OBJECTIVE: Nothing other than the lines from the one containing "Q: Identify one point on each instance of the storefront." through the close of the entries below should be printed, each exactly.

DATA LINES:
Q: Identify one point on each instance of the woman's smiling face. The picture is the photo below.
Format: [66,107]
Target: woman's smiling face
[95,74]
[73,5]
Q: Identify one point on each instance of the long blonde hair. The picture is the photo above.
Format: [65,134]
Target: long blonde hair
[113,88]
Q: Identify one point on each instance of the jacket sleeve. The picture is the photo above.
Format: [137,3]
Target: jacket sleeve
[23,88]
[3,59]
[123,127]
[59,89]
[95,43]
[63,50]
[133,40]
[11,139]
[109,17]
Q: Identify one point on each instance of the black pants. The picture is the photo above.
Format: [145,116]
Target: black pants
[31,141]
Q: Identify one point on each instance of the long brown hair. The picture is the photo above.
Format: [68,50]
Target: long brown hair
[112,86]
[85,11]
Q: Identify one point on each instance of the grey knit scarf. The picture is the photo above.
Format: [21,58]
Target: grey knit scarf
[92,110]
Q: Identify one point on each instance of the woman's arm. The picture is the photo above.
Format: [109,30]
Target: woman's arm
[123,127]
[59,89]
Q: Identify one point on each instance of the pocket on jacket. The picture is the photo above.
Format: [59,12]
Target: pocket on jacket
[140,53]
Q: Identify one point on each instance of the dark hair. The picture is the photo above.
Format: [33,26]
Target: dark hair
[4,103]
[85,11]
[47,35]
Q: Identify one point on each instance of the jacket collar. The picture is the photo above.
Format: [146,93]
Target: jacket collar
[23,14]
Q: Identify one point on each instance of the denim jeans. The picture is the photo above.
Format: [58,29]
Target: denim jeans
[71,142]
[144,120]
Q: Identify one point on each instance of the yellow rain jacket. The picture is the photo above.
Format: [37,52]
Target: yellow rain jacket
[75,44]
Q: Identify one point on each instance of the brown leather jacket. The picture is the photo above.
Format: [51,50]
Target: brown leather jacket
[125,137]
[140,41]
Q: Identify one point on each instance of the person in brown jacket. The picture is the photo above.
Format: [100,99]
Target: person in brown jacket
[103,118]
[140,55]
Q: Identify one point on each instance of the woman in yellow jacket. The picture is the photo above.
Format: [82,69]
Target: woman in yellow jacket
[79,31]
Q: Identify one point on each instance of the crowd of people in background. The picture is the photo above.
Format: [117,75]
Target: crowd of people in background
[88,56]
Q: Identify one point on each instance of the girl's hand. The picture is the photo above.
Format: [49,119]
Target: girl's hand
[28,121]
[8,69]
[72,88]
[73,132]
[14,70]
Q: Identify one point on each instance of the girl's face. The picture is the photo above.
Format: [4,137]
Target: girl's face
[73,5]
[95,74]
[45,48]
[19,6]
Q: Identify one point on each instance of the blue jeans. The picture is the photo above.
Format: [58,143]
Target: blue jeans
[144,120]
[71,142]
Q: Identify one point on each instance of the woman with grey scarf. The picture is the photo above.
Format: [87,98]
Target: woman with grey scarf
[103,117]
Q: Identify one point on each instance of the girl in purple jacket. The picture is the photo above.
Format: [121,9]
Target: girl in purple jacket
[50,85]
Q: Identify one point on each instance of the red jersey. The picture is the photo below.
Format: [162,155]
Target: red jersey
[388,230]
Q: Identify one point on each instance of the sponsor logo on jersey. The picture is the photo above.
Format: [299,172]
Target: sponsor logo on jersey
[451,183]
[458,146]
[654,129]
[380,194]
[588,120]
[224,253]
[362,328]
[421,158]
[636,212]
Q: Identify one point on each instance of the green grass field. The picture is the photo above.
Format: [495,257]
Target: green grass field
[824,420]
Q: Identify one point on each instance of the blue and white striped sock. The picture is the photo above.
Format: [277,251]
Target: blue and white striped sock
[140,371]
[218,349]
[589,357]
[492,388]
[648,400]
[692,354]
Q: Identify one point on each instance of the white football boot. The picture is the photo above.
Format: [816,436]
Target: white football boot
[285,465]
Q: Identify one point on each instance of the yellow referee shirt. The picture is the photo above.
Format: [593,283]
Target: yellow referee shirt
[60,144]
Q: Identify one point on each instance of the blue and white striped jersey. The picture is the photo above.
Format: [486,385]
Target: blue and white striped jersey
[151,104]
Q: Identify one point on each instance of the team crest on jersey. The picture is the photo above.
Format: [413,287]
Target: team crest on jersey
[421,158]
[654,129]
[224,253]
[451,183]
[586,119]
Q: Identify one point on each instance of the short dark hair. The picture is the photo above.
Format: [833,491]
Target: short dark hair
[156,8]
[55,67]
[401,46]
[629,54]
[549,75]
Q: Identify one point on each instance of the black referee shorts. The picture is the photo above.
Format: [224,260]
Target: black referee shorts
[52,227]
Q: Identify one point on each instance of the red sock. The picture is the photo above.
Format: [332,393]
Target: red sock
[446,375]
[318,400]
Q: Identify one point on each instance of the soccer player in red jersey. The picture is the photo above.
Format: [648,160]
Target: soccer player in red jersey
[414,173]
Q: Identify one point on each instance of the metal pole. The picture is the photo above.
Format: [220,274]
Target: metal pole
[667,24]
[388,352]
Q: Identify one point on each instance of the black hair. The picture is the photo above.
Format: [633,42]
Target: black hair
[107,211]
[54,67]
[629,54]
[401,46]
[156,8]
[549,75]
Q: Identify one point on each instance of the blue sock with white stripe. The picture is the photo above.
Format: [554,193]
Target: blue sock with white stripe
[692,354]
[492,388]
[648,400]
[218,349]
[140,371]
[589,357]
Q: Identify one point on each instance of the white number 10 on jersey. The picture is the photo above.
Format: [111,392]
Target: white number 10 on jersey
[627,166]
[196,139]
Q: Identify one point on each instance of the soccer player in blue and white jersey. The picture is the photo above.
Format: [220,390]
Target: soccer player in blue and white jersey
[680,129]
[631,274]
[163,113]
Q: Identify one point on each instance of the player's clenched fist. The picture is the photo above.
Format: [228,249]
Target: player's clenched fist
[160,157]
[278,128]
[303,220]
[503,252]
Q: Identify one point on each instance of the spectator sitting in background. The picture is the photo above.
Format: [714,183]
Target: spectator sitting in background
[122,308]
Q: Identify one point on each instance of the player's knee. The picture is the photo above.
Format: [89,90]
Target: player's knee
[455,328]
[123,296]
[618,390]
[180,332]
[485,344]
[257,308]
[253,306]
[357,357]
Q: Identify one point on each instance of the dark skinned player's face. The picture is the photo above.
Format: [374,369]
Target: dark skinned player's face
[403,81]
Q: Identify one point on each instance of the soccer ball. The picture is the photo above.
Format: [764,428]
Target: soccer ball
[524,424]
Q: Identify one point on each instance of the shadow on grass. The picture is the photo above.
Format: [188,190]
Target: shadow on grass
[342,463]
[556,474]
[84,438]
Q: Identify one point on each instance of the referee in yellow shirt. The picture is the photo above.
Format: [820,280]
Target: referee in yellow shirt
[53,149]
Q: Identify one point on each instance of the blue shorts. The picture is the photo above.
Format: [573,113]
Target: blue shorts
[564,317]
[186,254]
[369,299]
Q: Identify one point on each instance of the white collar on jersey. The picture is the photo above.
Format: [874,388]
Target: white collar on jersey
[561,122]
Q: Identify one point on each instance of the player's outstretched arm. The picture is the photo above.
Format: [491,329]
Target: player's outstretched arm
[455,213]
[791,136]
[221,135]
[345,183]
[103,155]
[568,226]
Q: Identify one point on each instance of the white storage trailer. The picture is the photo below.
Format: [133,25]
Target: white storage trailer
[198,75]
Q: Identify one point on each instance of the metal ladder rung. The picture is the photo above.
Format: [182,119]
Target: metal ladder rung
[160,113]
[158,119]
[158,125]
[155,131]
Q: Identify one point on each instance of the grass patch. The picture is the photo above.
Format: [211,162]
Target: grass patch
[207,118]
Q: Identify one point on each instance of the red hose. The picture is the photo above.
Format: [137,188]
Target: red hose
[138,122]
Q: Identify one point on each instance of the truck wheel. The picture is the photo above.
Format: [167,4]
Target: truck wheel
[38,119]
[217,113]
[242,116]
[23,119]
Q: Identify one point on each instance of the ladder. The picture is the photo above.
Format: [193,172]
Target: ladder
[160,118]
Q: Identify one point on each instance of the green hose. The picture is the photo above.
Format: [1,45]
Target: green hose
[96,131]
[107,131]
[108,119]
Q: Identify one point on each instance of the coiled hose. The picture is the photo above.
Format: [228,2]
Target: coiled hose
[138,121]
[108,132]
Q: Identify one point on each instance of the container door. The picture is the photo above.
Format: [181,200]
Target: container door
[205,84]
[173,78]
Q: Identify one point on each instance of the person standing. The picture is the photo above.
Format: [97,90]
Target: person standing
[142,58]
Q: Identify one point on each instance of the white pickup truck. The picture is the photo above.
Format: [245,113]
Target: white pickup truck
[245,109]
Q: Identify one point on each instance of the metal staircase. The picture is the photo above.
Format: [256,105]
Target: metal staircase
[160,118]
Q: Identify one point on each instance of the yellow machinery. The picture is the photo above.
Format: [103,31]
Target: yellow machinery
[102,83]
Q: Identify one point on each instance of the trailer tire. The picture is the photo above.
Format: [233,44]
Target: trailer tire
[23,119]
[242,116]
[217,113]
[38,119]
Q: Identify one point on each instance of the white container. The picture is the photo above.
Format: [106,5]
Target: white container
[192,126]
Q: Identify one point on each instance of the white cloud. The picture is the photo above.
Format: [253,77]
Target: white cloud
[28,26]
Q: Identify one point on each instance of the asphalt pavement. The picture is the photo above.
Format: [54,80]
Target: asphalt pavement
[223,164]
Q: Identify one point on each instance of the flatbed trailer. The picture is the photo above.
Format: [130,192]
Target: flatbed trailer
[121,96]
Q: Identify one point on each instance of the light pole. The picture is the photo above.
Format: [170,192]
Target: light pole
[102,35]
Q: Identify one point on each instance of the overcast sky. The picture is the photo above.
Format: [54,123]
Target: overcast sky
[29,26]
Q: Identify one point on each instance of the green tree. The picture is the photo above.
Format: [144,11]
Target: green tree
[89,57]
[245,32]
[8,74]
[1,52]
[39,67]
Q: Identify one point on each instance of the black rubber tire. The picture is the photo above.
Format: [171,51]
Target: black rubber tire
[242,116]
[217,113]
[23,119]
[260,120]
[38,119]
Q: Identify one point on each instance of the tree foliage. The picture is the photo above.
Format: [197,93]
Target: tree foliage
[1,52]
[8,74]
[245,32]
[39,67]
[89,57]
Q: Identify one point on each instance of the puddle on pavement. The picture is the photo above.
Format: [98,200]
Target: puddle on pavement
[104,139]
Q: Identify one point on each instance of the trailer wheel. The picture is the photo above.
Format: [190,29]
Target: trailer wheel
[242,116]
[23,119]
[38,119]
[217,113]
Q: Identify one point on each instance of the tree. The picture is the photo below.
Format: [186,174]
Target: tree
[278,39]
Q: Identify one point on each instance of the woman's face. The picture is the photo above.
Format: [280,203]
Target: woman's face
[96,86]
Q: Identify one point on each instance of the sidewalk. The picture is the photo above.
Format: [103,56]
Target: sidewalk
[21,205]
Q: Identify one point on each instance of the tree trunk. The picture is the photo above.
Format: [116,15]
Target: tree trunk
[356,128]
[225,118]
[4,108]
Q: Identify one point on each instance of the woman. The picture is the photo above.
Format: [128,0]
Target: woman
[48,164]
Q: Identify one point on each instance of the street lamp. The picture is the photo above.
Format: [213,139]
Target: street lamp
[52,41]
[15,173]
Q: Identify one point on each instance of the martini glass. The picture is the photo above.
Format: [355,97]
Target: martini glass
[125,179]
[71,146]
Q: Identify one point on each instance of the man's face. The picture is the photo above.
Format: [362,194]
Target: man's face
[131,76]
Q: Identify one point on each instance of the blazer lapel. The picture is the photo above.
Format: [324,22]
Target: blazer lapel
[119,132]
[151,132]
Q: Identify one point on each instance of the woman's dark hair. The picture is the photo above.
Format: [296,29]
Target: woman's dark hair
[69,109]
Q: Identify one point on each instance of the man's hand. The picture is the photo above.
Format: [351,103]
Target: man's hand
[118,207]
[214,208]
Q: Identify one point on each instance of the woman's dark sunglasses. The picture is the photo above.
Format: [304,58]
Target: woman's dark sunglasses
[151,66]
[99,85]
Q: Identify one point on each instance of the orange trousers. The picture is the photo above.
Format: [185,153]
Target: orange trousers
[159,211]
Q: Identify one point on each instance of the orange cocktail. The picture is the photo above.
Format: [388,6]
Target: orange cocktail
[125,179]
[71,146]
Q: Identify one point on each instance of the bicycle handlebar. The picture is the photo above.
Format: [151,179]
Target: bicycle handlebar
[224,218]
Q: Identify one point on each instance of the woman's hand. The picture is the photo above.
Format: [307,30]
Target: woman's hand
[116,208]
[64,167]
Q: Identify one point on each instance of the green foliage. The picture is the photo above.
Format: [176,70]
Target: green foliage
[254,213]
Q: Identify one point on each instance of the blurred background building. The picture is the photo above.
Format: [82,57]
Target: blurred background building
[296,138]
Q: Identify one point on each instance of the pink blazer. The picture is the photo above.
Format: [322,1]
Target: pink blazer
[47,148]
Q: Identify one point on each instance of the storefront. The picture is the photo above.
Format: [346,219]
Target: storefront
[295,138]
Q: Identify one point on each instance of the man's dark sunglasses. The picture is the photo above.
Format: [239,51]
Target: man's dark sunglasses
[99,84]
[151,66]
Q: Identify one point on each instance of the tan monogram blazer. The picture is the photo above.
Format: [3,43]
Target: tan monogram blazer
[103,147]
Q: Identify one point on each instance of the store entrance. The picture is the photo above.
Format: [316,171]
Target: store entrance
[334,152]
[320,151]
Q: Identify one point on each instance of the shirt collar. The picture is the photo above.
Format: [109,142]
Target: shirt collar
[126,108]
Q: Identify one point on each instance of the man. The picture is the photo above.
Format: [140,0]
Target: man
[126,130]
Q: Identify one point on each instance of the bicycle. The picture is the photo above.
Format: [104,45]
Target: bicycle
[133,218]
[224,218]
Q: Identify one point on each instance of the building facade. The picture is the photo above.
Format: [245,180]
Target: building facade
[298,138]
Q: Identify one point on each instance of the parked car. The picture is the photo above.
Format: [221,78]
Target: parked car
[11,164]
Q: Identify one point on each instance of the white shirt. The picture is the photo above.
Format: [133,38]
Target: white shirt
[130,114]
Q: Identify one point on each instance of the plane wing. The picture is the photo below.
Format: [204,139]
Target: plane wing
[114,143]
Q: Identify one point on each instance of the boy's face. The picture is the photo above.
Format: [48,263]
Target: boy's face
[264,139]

SOLUTION BELOW:
Q: Identify one point on each instance of the storefront. The picture is the photo above.
Format: [346,219]
Target: storefront
[295,138]
Q: Identify one point on each instance of the man's dark sunglasses. The picture is the photo above.
Format: [239,51]
Target: man's dark sunglasses
[99,84]
[151,66]
Q: Identify one point on each instance of the tan monogram blazer. The picture is the photo above.
Format: [3,43]
Target: tan monogram blazer
[103,147]
Q: Identify one point on each instance of the store entrance. The picture is the photo above.
Format: [316,171]
Target: store entrance
[334,152]
[320,151]
Q: Identify one point on each instance of the shirt collar. The picture is the photo above.
Format: [109,142]
Target: shirt collar
[126,108]
Q: Identify one point on each instance of the man. The picture is the photo above.
Format: [140,0]
Target: man
[126,130]
Q: Identify one point on each instance of the bicycle. The picture is the photo above.
Format: [104,45]
Target: bicycle
[133,218]
[224,218]
Q: Identify one point on each instance of the building facade. The picture is the photo above.
Format: [245,180]
Target: building facade
[298,138]
Q: Identify one point on each instance of the parked car. The picture is the photo above.
Format: [221,78]
Target: parked car
[11,164]
Q: Identify one point on each instance of the white shirt. The picture is the photo above.
Format: [133,38]
Target: white shirt
[130,114]
Q: Identify one point on each instance of the plane wing. The picture is the photo below.
Format: [204,139]
Target: plane wing
[114,143]
Q: Identify one point on each instance of the boy's face. The picture is the photo above.
Format: [48,263]
Target: boy's face
[264,139]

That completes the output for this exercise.